++++ Material to process

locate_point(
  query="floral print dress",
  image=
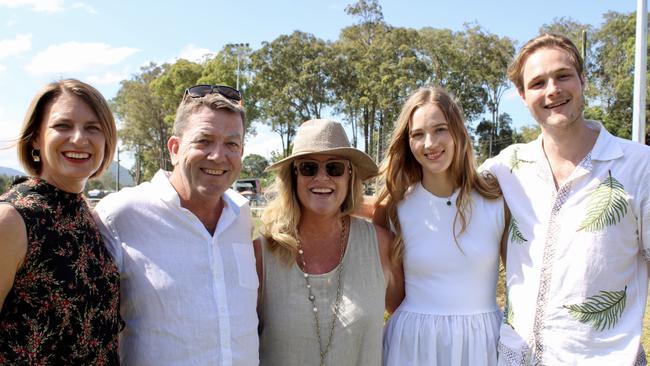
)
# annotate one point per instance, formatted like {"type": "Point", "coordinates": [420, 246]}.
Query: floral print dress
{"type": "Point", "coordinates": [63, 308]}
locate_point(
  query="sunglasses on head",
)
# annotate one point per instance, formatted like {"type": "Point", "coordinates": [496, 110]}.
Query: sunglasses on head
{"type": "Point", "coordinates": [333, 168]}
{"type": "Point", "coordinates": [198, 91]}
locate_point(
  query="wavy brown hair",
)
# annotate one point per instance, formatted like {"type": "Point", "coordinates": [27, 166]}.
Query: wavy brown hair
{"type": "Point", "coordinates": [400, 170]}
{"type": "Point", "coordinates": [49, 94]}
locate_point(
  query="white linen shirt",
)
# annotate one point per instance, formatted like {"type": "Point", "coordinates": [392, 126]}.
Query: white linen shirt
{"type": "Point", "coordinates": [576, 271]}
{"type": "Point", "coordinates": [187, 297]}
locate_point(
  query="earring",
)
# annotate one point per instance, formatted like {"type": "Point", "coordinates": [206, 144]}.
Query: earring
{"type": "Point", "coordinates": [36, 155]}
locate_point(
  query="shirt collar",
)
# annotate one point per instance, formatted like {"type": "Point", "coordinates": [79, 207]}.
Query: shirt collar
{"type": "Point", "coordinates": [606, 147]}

++++++++
++++ Material to process

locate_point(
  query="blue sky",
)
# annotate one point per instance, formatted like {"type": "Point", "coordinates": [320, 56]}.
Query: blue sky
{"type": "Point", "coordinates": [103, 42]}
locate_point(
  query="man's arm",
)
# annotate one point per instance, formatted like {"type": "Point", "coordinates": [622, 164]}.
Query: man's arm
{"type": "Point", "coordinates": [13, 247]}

++++++++
++++ Material to process

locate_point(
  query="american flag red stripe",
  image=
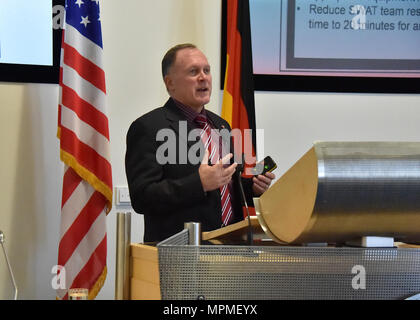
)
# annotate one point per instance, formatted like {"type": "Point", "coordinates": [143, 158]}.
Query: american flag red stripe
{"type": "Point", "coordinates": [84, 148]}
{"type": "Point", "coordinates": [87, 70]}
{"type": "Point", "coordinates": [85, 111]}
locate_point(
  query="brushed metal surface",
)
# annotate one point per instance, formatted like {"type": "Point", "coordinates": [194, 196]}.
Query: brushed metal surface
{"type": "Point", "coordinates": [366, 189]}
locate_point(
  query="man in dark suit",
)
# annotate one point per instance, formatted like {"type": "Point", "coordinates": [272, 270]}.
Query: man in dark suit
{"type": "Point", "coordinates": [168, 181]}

++++++++

**Short exercise**
Report each line of the data above that contains the string "floral". Matches are case-sensitive.

**Output of the exercise**
  query="floral print dress",
Query: floral print dress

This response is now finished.